- **Things to do**:
A. Condense the paragraph in the APOL1 abstract that begins "Podocytes within the glomerulus" into a short bulleted list, keeping its main facts.
B. Please restate word for word the stretch of the APOL1 abstract from "Podocytes within the" through "to kidney disease.".

==== Extracted text

Human iPSC-Derived Podocytes to Study APOL1 High-Risk Variants

Session Information

Category: Glomerular Diseases

  • 1304 Glomerular Diseases: Podocyte Biology


  • Haines, Lauren, Cleveland Clinic, Cleveland, Ohio, United States
  • Tran, Uyen, Cleveland Clinic, Cleveland, Ohio, United States
  • O'Toole, John F., Cleveland Clinic, Cleveland, Ohio, United States
  • Sedor, John R., Cleveland Clinic, Cleveland, Ohio, United States
  • Wessely, Oliver, Cleveland Clinic, Cleveland, Ohio, United States

Podocytes within the glomerulus are integral to forming the filtration barrier needed for kidney function. The CDC estimates 15% of adults in the US have chronic kidney disease (CKD), but there are no curative treatment options for CKD and patients must resort to time-consuming dialysis or undergo a kidney transplant to maintain a quality of life during disease progression. The African American population of sub-Saharan descent has a 3.5-fold increased risk for end-stage kidney disease compared to populations of European descent. This incidence discrepancy is, in part, due to two pathogenic variants G1 and G2 in the apolipoprotein L1 (APOL1) gene. Individuals with the presence of one high-risk allele are resistant to African sleeping sickness, but the presence of two high-risk alleles significantly predisposes to kidney disease.

========
==== Dataset content

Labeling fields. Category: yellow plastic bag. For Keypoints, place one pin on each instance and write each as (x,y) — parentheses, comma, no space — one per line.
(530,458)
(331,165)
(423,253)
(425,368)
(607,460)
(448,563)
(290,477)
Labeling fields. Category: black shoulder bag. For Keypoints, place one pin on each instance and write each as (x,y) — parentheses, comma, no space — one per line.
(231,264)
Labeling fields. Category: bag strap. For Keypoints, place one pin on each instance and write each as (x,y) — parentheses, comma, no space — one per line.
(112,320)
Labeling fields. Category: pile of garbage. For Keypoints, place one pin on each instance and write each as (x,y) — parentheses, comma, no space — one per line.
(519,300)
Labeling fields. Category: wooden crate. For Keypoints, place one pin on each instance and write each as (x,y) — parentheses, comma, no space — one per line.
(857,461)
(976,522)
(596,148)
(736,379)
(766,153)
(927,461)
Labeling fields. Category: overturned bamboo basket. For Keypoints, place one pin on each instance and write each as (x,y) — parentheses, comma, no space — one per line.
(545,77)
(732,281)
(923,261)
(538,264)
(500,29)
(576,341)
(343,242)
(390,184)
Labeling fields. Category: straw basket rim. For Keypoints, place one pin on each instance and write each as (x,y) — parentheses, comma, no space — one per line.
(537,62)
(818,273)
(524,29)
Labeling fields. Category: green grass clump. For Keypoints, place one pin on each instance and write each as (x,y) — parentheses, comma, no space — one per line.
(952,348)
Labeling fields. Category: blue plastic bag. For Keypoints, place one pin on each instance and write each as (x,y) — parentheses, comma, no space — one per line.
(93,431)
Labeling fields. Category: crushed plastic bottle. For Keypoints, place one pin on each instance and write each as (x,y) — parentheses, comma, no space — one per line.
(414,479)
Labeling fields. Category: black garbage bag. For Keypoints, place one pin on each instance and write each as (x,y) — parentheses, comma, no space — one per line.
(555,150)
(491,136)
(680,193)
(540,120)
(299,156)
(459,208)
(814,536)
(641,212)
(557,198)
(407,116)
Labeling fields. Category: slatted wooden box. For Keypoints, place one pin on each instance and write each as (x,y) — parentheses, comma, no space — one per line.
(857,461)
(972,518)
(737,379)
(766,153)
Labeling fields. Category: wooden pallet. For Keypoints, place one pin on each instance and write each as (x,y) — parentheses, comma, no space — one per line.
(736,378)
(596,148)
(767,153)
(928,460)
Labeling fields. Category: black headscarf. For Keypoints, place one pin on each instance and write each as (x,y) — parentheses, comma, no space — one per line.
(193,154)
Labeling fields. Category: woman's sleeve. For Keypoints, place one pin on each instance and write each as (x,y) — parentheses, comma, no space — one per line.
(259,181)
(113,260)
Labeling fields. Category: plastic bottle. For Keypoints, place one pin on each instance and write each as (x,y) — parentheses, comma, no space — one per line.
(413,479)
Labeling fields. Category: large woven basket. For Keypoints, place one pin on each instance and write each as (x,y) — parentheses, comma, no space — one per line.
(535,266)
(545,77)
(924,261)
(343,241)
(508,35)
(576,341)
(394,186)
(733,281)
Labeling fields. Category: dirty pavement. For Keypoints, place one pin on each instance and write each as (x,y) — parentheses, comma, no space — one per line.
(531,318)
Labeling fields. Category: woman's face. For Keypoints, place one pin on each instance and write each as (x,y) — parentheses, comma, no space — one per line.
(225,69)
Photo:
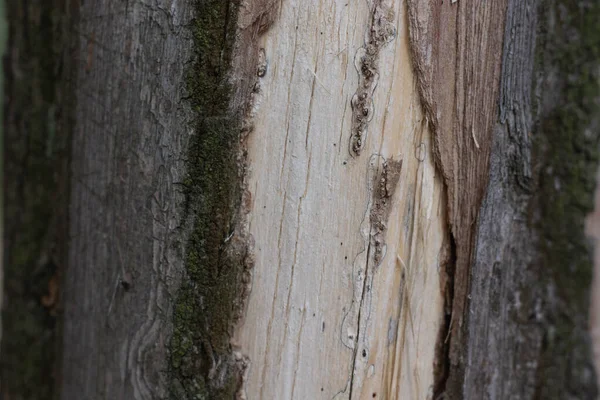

========

- **Results of the exercise**:
A.
- Glomerular podocytes help form the filtration barrier that kidney function requires.
- The CDC estimates that 15% of US adults have chronic kidney disease (CKD).
- CKD has no curative treatment. To maintain quality of life as it progresses, patients must rely on dialysis or a kidney transplant.
- African Americans of sub-Saharan descent have a 3.5-fold higher risk of end-stage kidney disease than people of European descent.
- This gap is partly due to two pathogenic variants, G1 and G2, in the APOL1 gene.
- One high-risk allele gives resistance to African sleeping sickness. Two high-risk alleles strongly predispose a person to kidney disease.

B.
Podocytes within the glomerulus are integral to forming the filtration barrier needed for kidney function. The CDC estimates 15% of adults in the US have chronic kidney disease (CKD), but there are no curative treatment options for CKD and patients must resort to time-consuming dialysis or undergo a kidney transplant to maintain a quality of life during disease progression. The African American population of sub-Saharan descent has a 3.5-fold increased risk for end-stage kidney disease compared to populations of European descent. This incidence discrepancy is, in part, due to two pathogenic variants G1 and G2 in the apolipoprotein L1 (APOL1) gene. Individuals with the presence of one high-risk allele are resistant to African sleeping sickness, but the presence of two high-risk alleles significantly predisposes to kidney disease.